Reproduce every line of the data below without changing a single character.

§

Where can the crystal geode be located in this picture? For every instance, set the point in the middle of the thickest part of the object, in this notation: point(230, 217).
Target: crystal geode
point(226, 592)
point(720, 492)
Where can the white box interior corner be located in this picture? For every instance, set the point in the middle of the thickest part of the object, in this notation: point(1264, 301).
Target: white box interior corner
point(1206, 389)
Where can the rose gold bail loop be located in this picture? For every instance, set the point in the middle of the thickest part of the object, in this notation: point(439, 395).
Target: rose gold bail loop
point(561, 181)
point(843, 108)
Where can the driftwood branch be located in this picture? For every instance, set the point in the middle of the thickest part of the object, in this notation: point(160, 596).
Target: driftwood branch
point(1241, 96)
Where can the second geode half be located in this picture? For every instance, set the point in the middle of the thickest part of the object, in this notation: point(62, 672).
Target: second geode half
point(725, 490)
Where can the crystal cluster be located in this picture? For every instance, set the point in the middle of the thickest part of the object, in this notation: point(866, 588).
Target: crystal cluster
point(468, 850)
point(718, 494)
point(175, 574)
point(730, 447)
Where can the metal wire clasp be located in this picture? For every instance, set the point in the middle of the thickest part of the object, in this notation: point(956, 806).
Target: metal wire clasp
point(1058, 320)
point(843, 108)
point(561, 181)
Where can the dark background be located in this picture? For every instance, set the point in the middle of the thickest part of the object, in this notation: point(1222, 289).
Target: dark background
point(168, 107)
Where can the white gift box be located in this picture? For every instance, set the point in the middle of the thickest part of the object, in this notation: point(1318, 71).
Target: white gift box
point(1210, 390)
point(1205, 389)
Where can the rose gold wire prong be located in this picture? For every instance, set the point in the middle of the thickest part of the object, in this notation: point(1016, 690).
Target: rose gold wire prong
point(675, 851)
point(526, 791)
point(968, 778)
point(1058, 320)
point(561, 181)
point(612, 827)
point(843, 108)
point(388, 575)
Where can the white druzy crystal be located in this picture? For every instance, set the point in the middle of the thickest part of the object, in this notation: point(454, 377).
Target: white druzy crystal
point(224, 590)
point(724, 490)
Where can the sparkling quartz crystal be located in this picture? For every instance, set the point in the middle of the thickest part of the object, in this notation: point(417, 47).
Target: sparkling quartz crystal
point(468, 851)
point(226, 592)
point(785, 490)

§

• _CORRECT OUTPUT_
Where can the crystal geode be located in this picture? For every instance, set the point in the middle of the thickest part of the object, in this notation: point(230, 217).
Target: crystal geode
point(226, 592)
point(720, 492)
Where can the white box interior corner be located in this picture? For every instance, set the point in the middle of the thickest part of the object, in this notation: point(1264, 301).
Target: white box interior corner
point(1206, 389)
Where can the rose gold bail loop be located in this picture? For every instance, set the point in the middle of the thickest part of the object, in this notation: point(439, 395).
Target: rose gold bail loop
point(561, 181)
point(843, 108)
Where can the driftwood branch be located in this picture? For every instance, set the point in the middle of the thickest part of the object, in this notation: point(160, 596).
Target: driftwood branch
point(1241, 96)
Where can the second geode half be located in this picture? For every instance, set the point in the middle of the thickest part of the object, in this notation: point(62, 672).
Target: second geode half
point(725, 490)
Where can the crystal cluster be located in this picture? For every instance, set the point in the middle of the thickest part of the object, in this notation: point(866, 588).
Target: crystal cluster
point(468, 850)
point(718, 494)
point(175, 574)
point(730, 447)
Where can the metal wire clasp be located in this picture? For every instance, set the point in the middle of the thickest part of the object, in this notation: point(956, 806).
Target: metal wire clasp
point(1058, 320)
point(843, 108)
point(561, 181)
Where can the dark background be located in this picture? For every instance, set the point in the middle of the thickest part of the object, in this notation: point(1222, 289).
Target: dark background
point(168, 107)
Where can the white gift box be located in this picture? For every instance, set the point in the middle of the thickest part of the object, in this notation: point(1318, 71).
Target: white gift box
point(1210, 390)
point(1205, 389)
Where can the rose gold wire prong be located in this picture? For every instance, set the point in the middle of the thickest part of the object, in this notation: point(1016, 690).
Target: rose gold wire prong
point(675, 851)
point(526, 791)
point(968, 778)
point(1058, 320)
point(561, 181)
point(612, 827)
point(843, 108)
point(388, 575)
Where can the white druzy crystal be located in this picture? For every instance, set the point in the middle of the thickest part of the object, in this notation: point(454, 377).
Target: white druzy crystal
point(224, 590)
point(724, 490)
Where can the sparkling quartz crystal be located in this picture? For every instance, set the point in the middle of the thickest part of the object, in this notation: point(417, 47).
Target: sparkling quartz crystal
point(468, 851)
point(226, 592)
point(785, 490)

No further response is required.